▶ **Selected excerpt**

....................

Building the Marimba - page 4

Jeffrey La Favre - jlafavre@gmail.com

Photo below shows model of bass resonators for natural bars (C2 - A2). Model resonators were fabricated with poster board.

The bass resonators create a design challenge for a 5-octave instrument because the required tube length is greater than the distance from the bar to the floor. It is desirable to design the resonator with a straight tube, and in the past, a few bass marimbas were manufactured with the keyboard very high off the floor. However, this requires the player to stand on a platform, which is not desirable. The common instrument design solves the problem with a mitered tube. Typically, the bass resonators are mitered into a J-shape (five sections, each cut at 22.5 degrees, which results in a 45 degree angle at each miter). I have not been able to find any design guidance for mitering marimba resonators, but some literature on pipe organs suggests the following: 1) keep the number of miters to the minimum possible, 2) the first miter should be no less than 2/3 the total length from the open end. It seemed to me that it might be possible to make resonators in an L-shape (2 miters) rather than a J-shape (4 miters), in keeping with suggestion number one. And the model shown below demonstrates that it is possible to design a set of resonators with an L-shape for the natural bars. Suggestion number two cannot be met in all of the bass resonators because of the limiting height of the keyboard. Therefore, the best accommodation for suggestion number two is to run the tube down close to the floor.

Photo below shows model of bass resonators for sharp bars (C#2 - A#2). Designing the set of sharp resonators proved to be more complex. One of the criteria that I set for the design is that the tubes should not protrude outside the area defined by the frame (we would not want to have someone trip over a resonator while walking past the instrument - and in any case, the instrument already has a large footprint). The protrusion of the natural bar resonators over to the sharp side of the instrument limits the space available for fitting the sharp resonators. The most difficult problem was fitting the resonators for C#2 and D#2 (the two on the right in the photo). In order to keep these resonators within the boundary of the frame, and to keep them out of the way of the remaining 3 resonators, I found it necessary to create a tube with 3 miters. And as you can see, the first miter comes substantially before the 2/3 limit, but this can't be helped. In any case, the total design appears to be good for 10 of the 12 bass resonators. I must admit the the appearance of the sharp resonators is a bit funky, but I believe function should prevail over appearance.

Currently, the three tube sections for the E3 resonator are cut and ready for brazing (joining). A brazing rod formulated for aluminum will be used. Brazing of this resonator should be done this evening (2/23/04). Then I will test the resonator in place on the instrument to confirm the proper formula for tube length in an L design. Then I will continue fabricating the remaining 10 resonators.

....................

▶ **Material shown**

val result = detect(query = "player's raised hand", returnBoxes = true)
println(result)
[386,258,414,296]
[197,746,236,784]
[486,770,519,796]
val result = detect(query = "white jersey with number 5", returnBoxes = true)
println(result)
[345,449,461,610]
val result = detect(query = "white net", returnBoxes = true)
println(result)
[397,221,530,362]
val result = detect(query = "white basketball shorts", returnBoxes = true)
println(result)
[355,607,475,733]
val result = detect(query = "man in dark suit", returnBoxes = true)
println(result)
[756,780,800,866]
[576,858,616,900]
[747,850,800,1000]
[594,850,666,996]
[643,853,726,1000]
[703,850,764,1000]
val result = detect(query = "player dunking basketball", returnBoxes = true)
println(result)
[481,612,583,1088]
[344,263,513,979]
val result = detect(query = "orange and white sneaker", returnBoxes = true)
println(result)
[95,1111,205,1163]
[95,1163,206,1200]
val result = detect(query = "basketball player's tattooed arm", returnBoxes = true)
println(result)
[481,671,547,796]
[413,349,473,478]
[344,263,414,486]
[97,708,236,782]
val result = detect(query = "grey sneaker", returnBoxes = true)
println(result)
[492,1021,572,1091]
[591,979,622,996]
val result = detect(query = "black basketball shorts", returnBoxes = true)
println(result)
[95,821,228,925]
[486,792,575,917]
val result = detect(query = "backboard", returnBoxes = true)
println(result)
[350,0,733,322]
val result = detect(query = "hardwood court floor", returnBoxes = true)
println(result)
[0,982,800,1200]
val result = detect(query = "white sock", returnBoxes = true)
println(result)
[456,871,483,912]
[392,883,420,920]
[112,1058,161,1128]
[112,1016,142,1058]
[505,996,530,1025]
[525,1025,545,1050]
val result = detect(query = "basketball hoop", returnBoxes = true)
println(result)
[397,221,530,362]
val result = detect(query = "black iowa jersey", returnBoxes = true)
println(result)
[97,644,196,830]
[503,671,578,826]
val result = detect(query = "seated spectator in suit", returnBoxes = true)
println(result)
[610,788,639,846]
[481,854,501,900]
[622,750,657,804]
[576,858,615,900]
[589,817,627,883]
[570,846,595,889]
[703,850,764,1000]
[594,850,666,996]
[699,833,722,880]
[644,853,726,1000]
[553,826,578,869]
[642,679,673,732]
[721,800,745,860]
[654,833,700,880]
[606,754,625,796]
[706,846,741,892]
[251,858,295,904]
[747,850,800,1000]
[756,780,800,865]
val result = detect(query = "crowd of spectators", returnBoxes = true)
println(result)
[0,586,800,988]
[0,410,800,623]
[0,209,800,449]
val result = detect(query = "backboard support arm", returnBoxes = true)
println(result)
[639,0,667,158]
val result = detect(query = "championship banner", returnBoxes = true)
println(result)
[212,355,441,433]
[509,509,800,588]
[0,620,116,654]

....................

▶ **Requirement A**
Answer each of the following from the marimba-building page.
(i) What material were the model resonators made from?
(ii) How many miters does the L-shaped resonator design have?
(iii) What kind of brazing rod will be used on the E3 resonator?
▶ **Requirement B**
Repeat the stretch of the marimba-building page from "Building the Marimba" through "with poster board.", word for word.

▶ **Final result A**
(i) Poster board.
(ii) Two.
(iii) A brazing rod formulated for aluminum.

▶ **Final result B**
Building the Marimba - page 4

Jeffrey La Favre - jlafavre@gmail.com

Photo below shows model of bass resonators for natural bars (C2 - A2). Model resonators were fabricated with poster board.